Point annotation data:
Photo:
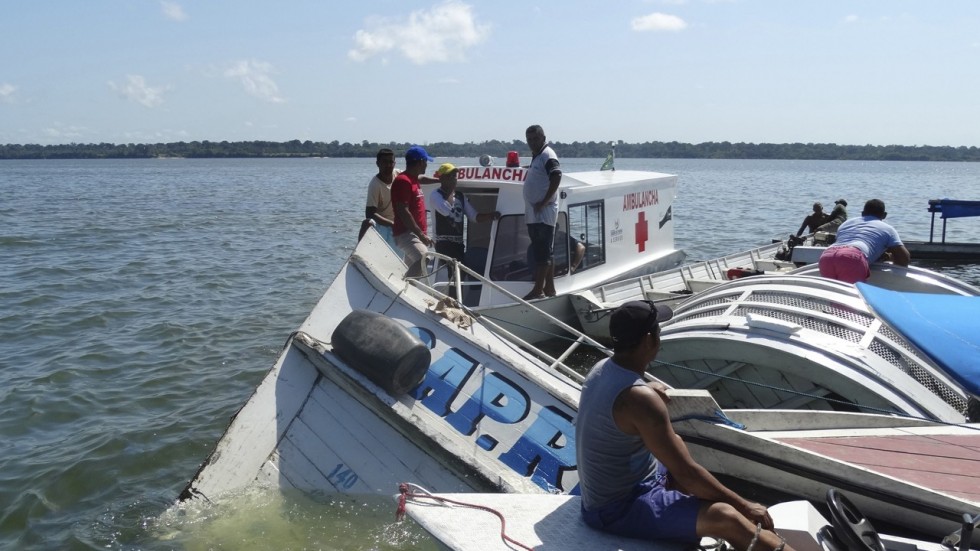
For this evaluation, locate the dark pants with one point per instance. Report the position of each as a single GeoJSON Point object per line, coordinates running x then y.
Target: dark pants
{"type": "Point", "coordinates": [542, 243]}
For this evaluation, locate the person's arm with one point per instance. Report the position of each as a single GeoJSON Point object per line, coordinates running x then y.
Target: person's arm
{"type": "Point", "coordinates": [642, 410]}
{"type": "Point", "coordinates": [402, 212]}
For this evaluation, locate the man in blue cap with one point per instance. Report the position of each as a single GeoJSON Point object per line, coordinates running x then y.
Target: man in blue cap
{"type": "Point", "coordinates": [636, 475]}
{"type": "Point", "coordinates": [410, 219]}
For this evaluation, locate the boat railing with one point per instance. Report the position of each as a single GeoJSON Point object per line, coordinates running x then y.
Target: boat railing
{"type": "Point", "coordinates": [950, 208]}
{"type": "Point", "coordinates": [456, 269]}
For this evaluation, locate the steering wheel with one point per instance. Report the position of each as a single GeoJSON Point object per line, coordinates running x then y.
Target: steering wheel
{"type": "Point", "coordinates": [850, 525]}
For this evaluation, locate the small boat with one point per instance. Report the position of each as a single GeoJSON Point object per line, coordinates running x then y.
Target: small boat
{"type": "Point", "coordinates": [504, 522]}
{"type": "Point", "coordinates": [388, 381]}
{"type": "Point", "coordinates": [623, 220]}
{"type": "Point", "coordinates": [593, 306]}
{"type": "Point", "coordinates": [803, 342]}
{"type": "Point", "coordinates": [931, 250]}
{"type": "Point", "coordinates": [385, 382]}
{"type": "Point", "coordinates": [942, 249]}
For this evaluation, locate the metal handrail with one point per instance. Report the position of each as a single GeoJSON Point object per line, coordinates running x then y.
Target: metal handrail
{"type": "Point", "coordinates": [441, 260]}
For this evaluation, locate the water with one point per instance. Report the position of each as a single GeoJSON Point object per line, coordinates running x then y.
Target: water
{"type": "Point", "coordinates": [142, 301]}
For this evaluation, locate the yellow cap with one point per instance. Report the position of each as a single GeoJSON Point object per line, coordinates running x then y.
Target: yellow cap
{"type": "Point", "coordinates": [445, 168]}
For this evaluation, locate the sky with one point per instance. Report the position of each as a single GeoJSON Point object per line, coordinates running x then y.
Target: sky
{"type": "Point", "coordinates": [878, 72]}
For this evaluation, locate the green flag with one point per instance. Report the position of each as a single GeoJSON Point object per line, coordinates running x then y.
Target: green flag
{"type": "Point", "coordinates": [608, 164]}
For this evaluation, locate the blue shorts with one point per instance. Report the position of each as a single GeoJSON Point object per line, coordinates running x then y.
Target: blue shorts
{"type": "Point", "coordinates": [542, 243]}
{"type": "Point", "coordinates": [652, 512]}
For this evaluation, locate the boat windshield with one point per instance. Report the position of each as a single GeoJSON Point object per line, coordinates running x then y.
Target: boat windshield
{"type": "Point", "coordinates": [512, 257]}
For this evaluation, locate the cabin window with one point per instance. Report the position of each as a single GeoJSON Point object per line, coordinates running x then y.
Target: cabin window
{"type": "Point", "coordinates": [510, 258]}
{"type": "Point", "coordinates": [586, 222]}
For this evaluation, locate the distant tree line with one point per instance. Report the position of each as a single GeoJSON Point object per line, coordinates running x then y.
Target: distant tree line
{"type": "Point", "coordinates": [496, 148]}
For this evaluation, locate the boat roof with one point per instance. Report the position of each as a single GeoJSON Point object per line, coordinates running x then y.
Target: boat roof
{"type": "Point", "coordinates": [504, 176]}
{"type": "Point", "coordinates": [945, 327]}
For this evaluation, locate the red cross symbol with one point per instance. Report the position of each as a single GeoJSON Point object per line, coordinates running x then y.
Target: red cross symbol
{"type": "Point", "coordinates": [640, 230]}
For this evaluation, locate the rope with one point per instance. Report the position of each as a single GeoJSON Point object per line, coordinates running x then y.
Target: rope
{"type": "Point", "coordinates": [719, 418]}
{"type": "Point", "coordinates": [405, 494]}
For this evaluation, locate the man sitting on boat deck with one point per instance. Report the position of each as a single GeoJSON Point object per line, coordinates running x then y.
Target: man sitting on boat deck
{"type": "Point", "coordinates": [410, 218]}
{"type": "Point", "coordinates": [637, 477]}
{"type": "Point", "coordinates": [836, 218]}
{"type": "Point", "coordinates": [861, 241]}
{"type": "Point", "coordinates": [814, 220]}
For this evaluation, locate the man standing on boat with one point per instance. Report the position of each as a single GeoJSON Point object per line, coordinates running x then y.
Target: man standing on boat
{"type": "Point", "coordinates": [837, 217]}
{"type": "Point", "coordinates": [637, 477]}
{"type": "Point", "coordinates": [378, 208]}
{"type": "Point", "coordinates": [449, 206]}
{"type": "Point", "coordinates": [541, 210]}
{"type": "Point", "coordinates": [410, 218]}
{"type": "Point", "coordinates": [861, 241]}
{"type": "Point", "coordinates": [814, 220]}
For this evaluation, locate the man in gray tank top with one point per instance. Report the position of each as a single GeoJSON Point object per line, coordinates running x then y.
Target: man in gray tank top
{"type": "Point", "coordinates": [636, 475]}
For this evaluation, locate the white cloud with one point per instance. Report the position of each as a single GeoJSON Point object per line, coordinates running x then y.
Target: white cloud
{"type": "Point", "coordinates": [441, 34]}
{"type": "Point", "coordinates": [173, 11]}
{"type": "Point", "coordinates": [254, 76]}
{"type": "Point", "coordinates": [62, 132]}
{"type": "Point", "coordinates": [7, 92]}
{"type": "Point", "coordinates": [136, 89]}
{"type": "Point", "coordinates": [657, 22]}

...

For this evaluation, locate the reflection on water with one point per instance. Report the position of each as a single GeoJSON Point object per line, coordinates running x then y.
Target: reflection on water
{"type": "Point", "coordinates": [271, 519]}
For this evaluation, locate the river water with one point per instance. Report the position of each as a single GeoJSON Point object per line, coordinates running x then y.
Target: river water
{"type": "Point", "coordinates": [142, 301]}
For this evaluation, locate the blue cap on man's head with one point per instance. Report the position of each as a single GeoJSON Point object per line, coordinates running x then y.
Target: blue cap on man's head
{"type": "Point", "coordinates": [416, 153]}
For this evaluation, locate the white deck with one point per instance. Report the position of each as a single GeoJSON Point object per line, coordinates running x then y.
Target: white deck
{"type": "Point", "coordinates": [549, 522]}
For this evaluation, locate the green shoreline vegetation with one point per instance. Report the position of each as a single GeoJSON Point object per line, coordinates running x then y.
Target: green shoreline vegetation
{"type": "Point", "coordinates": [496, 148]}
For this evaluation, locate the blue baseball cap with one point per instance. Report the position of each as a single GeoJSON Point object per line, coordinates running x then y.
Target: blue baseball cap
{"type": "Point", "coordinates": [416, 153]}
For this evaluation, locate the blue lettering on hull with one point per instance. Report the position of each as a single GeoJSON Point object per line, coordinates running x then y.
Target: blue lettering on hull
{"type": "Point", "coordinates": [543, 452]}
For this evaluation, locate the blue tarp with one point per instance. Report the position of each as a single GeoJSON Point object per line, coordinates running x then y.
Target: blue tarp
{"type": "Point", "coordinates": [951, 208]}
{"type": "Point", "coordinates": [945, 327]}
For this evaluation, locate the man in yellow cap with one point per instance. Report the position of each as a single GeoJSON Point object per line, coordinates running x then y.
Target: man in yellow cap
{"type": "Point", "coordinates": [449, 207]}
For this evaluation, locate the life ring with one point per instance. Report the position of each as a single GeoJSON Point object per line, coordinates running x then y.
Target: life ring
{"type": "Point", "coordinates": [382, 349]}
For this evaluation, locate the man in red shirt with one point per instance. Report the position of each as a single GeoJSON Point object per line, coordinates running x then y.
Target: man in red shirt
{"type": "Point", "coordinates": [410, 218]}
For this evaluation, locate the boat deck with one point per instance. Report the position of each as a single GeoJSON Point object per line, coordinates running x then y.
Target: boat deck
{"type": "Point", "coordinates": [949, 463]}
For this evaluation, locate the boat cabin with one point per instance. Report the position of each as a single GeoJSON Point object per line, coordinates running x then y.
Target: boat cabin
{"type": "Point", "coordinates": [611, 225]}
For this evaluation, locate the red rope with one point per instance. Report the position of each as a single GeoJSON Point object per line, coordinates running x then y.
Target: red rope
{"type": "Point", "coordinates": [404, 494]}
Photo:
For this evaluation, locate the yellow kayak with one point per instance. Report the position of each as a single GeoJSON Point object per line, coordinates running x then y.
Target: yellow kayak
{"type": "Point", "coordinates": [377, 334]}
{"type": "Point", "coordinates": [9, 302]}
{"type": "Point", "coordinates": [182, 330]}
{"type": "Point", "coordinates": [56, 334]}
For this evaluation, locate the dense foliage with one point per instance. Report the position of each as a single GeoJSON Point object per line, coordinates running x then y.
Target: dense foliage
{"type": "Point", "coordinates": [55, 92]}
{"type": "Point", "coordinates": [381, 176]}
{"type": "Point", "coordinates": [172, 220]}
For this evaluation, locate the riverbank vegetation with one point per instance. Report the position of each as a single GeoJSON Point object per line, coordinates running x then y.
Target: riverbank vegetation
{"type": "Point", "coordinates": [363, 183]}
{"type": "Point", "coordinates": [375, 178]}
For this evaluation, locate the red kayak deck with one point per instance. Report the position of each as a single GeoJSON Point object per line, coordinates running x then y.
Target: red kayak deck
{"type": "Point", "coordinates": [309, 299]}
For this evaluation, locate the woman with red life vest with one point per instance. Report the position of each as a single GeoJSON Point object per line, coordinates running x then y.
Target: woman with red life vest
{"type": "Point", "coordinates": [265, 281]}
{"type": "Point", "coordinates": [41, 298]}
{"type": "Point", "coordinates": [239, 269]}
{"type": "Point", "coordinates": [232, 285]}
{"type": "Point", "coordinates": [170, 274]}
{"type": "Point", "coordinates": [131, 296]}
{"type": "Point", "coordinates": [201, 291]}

---

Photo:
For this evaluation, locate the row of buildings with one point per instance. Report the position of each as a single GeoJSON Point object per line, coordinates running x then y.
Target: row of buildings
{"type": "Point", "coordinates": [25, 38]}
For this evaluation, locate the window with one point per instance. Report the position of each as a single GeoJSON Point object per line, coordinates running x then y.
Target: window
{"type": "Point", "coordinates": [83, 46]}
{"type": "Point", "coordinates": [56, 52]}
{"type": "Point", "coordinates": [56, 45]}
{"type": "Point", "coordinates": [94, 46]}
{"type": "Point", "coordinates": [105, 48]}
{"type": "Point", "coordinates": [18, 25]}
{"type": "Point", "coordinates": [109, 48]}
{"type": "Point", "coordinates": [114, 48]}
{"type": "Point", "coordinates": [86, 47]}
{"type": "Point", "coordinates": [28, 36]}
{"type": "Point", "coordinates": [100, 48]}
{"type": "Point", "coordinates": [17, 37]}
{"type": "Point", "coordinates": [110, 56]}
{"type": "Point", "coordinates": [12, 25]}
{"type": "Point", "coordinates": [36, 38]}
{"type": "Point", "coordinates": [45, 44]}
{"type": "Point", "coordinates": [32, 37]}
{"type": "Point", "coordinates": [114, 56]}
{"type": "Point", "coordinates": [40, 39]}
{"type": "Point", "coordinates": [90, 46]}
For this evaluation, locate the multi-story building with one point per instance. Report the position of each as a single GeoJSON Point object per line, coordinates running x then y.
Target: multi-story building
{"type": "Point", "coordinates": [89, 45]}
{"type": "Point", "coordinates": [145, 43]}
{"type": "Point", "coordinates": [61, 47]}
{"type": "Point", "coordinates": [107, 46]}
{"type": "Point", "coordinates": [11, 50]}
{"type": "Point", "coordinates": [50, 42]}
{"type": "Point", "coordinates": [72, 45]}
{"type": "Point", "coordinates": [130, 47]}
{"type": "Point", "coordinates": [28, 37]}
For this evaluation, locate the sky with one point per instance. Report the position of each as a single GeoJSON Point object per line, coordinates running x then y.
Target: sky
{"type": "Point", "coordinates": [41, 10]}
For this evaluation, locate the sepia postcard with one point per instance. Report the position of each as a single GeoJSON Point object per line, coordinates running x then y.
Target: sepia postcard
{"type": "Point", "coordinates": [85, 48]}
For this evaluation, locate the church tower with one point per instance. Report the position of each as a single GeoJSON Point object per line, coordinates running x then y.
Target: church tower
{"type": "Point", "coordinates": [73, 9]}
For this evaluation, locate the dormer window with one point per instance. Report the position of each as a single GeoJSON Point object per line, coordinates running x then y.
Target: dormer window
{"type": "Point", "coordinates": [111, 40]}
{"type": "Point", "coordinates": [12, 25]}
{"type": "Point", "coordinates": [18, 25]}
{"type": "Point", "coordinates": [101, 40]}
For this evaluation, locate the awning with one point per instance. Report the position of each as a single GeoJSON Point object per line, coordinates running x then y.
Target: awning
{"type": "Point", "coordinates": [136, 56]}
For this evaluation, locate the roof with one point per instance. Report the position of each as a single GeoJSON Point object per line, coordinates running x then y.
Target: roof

Written request >>
Can you write out, word for word, the lines from the one containing "For this evaluation, locate the awning" through the one containing "Target: roof", with both of those lines included?

Result of the task >>
For this evaluation, locate the awning with one point per instance. Report the position of each as a single GeoJSON Point object per line, coordinates running x then y.
Target: awning
{"type": "Point", "coordinates": [136, 56]}
For this evaluation, locate the roof with one point per instance. Report the position of each as a single GeoJSON Point object per line, coordinates running x then y.
Target: roof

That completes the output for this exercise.